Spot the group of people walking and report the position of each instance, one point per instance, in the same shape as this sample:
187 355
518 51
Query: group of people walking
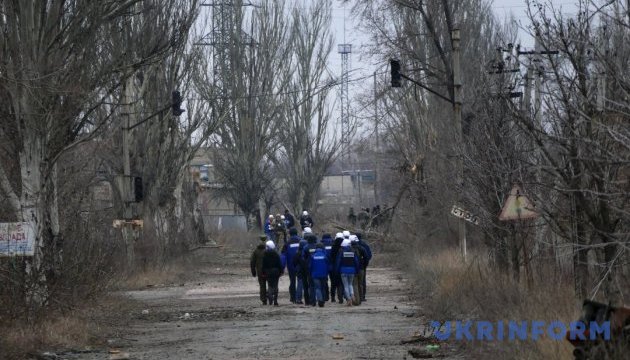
320 269
276 227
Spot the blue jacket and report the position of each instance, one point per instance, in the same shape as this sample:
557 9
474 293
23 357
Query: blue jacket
290 250
347 261
268 229
368 251
318 266
327 241
309 248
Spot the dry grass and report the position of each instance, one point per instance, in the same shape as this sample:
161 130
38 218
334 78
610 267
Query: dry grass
169 274
81 328
452 290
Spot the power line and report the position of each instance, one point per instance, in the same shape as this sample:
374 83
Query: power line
319 87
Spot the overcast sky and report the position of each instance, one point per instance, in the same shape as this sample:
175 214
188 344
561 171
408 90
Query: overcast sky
362 67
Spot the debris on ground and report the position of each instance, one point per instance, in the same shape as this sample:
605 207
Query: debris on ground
423 353
419 338
118 355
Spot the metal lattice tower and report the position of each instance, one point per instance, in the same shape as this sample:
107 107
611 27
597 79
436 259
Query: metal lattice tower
345 50
222 30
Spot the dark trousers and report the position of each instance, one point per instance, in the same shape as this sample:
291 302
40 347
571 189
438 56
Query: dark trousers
364 281
336 285
311 291
272 294
262 284
307 288
292 281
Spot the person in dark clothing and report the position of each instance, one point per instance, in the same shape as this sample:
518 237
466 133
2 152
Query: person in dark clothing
348 265
327 242
289 220
309 249
301 271
290 250
335 278
272 270
280 230
368 253
306 220
255 262
352 218
318 268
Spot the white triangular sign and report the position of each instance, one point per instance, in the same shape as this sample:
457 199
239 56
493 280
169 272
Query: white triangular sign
517 206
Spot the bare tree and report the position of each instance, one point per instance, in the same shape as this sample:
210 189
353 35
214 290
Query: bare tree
58 70
252 81
307 147
583 164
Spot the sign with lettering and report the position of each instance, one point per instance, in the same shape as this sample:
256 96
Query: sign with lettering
17 239
463 214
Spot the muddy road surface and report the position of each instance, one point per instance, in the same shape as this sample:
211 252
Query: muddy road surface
219 316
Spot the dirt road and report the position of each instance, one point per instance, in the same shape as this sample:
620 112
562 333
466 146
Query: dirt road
220 317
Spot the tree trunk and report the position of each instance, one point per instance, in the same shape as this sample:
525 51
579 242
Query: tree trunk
39 208
580 257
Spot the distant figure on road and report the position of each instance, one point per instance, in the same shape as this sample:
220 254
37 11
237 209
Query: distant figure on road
309 249
348 266
352 218
289 220
255 262
327 241
368 253
336 287
269 227
357 283
280 230
364 218
306 220
318 265
272 269
301 272
290 250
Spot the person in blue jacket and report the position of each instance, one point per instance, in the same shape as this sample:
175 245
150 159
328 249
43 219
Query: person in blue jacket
309 249
301 271
327 242
348 265
290 250
335 278
368 253
269 228
318 266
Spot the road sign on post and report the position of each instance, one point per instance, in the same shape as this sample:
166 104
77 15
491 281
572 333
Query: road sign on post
17 239
463 214
517 206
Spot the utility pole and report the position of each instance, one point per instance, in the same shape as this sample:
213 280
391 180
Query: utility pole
125 183
378 146
457 110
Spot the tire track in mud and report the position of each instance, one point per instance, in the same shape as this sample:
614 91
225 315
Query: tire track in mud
222 318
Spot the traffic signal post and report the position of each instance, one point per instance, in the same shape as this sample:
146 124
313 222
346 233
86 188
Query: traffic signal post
456 101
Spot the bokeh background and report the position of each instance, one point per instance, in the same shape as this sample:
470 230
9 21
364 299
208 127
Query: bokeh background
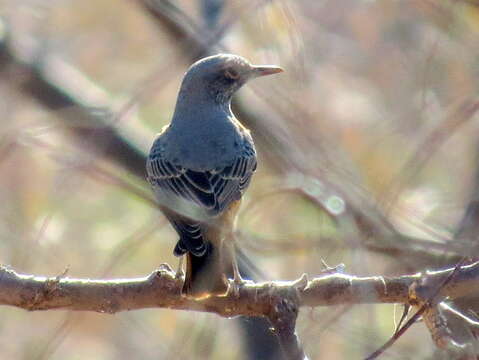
368 147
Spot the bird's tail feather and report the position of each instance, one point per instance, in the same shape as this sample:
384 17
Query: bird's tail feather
205 275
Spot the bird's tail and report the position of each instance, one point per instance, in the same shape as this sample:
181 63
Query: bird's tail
205 274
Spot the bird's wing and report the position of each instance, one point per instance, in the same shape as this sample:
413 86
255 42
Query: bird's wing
211 191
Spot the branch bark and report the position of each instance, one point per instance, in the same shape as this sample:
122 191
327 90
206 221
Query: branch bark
161 289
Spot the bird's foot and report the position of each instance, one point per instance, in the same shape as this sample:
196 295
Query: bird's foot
234 286
179 274
179 271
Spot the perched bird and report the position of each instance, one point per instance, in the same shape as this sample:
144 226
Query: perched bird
199 167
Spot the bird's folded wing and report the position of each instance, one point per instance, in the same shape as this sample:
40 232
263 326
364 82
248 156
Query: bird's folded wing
211 190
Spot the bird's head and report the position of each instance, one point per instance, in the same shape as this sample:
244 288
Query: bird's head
220 76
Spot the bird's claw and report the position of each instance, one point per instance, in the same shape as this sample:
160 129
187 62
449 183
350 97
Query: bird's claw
179 274
234 286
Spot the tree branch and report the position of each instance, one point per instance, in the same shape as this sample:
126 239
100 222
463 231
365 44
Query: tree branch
161 289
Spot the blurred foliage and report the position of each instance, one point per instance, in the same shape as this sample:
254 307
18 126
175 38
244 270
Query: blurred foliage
363 113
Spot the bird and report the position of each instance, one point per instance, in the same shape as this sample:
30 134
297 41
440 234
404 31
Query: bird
199 167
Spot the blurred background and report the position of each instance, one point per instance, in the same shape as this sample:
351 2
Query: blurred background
368 156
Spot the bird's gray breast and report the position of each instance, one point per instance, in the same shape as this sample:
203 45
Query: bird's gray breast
204 145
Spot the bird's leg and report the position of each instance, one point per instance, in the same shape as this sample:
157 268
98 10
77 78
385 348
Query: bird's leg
179 270
238 280
234 285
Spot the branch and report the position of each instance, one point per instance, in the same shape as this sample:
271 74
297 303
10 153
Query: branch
161 289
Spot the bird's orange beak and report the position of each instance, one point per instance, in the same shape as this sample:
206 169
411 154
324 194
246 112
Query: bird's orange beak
262 70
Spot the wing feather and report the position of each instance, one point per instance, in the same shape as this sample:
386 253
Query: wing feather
211 191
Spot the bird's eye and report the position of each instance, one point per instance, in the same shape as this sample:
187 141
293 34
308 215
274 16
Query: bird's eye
231 74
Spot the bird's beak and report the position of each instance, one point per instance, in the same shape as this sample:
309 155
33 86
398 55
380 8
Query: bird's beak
262 70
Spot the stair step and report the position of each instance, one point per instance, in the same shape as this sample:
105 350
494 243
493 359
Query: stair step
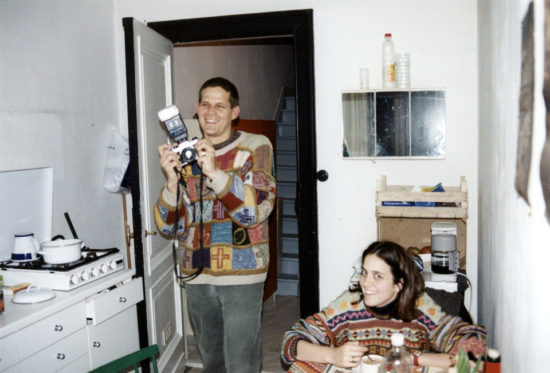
286 190
290 225
286 174
290 264
284 129
286 143
288 208
288 287
289 244
286 158
287 117
290 103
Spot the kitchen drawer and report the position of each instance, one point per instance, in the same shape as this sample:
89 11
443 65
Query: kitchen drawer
51 329
104 305
10 352
80 365
56 356
113 338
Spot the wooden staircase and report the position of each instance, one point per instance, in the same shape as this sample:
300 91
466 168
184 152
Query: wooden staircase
288 275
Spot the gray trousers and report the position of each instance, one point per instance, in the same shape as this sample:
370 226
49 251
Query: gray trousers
227 324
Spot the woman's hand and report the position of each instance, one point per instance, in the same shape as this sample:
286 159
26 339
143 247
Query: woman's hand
472 344
171 164
348 355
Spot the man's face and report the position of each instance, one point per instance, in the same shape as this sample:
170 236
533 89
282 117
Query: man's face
215 114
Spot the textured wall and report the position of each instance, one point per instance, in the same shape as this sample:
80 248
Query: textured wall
513 237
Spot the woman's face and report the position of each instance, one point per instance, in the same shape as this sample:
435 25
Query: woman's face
377 282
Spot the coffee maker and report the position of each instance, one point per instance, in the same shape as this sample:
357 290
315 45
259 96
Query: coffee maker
444 257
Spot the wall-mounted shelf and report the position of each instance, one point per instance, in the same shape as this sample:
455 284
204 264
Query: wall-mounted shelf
405 217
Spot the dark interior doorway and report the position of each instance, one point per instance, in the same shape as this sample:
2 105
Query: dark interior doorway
297 24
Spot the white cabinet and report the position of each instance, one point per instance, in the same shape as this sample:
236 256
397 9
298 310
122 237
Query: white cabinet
55 356
72 333
112 318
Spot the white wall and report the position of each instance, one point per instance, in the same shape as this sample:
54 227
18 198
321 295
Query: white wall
513 238
58 101
442 39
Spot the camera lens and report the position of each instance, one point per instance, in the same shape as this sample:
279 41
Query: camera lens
188 154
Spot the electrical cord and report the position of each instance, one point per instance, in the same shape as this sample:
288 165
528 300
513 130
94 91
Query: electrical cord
469 286
183 279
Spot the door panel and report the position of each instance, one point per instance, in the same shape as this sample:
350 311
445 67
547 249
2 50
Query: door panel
152 58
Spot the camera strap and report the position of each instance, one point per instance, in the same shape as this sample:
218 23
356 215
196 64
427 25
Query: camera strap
183 279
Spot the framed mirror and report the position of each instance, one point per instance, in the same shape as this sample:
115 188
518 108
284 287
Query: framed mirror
397 124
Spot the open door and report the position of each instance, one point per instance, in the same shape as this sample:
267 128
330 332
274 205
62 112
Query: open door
149 89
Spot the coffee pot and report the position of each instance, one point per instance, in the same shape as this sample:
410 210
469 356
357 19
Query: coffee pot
444 257
25 247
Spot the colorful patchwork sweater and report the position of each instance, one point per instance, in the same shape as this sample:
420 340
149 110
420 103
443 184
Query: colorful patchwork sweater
342 321
236 205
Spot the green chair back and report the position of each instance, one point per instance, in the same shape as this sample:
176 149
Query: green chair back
132 360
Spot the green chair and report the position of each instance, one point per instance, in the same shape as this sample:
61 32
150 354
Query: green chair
132 360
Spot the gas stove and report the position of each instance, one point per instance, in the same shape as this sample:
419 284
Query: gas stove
93 264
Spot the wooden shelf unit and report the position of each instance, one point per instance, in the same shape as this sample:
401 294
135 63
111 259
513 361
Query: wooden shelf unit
410 225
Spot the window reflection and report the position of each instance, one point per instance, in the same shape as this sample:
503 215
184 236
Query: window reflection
394 123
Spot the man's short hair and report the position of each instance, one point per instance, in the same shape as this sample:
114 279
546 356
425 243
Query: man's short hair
224 84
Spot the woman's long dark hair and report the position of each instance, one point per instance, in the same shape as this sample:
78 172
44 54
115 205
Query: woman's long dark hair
404 270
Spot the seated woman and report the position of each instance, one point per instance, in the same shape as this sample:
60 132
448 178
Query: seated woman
389 298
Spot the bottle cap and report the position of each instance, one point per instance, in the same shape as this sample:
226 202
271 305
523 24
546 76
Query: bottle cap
397 339
493 355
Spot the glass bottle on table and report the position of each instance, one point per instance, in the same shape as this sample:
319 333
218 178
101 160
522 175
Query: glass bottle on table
397 359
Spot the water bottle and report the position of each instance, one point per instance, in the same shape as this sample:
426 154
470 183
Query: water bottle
388 62
397 359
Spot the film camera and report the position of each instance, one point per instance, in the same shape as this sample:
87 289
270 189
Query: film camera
177 131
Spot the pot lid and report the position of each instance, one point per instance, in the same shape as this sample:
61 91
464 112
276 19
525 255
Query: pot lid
26 198
33 294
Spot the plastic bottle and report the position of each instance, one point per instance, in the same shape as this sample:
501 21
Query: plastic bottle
388 62
492 361
397 359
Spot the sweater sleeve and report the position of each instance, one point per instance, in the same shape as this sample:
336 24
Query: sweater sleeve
165 212
312 329
448 331
248 191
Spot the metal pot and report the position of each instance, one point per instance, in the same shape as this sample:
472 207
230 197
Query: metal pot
61 251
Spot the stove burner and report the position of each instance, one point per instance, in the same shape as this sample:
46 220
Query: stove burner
88 256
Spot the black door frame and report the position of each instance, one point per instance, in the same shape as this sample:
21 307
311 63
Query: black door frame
299 25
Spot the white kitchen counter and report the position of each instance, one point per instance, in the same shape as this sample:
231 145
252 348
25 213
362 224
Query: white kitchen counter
18 316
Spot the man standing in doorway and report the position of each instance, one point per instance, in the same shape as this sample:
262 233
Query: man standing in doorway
229 192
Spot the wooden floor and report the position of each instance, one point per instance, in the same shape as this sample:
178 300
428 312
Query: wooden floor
278 315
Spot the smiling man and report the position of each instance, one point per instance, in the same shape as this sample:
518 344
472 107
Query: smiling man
229 192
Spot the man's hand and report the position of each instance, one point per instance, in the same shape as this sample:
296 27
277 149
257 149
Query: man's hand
171 165
206 157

Your goal:
Repeat exactly, and only, the lines of the records above, starting with the line that contains "Spot the man standing" and ending with the final line, both included.

Written solution:
Spot the man standing in doorway and report the position of each instance, one point per instance, in the same shape as this sample:
262 233
Query: man standing in doorway
229 192
Spot the wooden floor and report the position of each instance, one point per instance, in the same shape as this sample:
178 300
428 312
Query: wooden floor
278 315
Spot the smiling man and report the position of each instance, one point per instance, in the same shape as this sample:
518 344
472 107
Query: smiling man
229 192
Spot the man's hand and report the position of each instance, one point per instance, in the same shape as this sample:
296 27
277 149
257 149
Query: man's hand
171 165
206 157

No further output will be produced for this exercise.